We left the Bay Area and headed back up to Coeur d’Alene. We had dropped off the RV in Spokane before we left and it was not ready today as it was supposed to. We have lovely friends to stay with, but I was just cranky today. Don’t know if we were in a Oakland for too long, is was a long emotional week or if I was just feeling homeless. Good thing Mudgy & Millie set me straight.
Month: September 2019 Page 2 of 4
We head out tomorrow, back up to Spokane…but we’ve been here long enough now that I am currently feeling like RV what? I have a bathroom, halls, a bed with space around it 🙂
Otherwise had a fun day hanging out with Julia and the kids
Haven’t sat with jj in the car for multiple hours in a long time. Felt good.
Here’s a good podcast to listen to about emotional health and disease…
Today I was officially spent. It was enough just to take the girls for a walk. We did swam back out to the box to check up on the spot. Contradictory to yesterday, the water felt instantly cold. It was still there, with just slightest covering of sand. I think it may even stay there for awhile, snuggled in between 3 giant boulders.
It was just nice to have a mellow day with Julia Mike and the girls.
I think I cried more today than yesterday…maybe there was too many logistics to allow for real emotions. This morning I went over to Nagymama’s for some leftovers and coffee and lay in her bed listening to Autumn 🍁 Leaves. The amount of times I heard that (dedi’s ringtone) on my moms phone… It was good and needed and I know it was time, but I also know her absence will he felt.
We drove up to Tahoe today to place her ashes in the lake. Man I really went in deep with this experience. I think these last few weeks are the most spiritual I have ever felt.
Lake Tahoe, the most beautiful lake in the world!!! Some say it’s cold, which it is. But man if it’s not the most refreshing body of water I’ve ever swam in, and today was no exception. It didn’t feel cold at first. Not sure if I volunteered or was nominated, but I just knew I would be the one to place the ashes down at the bottom. It’s one of the ways I feel close to my mom because we share a similar sense of doing things.

───

Work to be completed: Reproduce the stretch of the journal entries from "Here’s a good" through "will he felt.". The rows after this point are separate material and have no connection to the journal entries.

Stored data:
───

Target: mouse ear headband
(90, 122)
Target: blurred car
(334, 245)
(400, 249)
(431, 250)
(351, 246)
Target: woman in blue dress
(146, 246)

───

Your solution:
Here’s a good podcast to listen to about emotional health and disease…
Today I was officially spent. It was enough just to take the girls for a walk. We did swam back out to the box to check up on the spot. Contradictory to yesterday, the water felt instantly cold. It was still there, with just slightest covering of sand. I think it may even stay there for awhile, snuggled in between 3 giant boulders.
It was just nice to have a mellow day with Julia Mike and the girls.
I think I cried more today than yesterday…maybe there was too many logistics to allow for real emotions. This morning I went over to Nagymama’s for some leftovers and coffee and lay in her bed listening to Autumn 🍁 Leaves. The amount of times I heard that (dedi’s ringtone) on my moms phone… It was good and needed and I know it was time, but I also know her absence will he felt.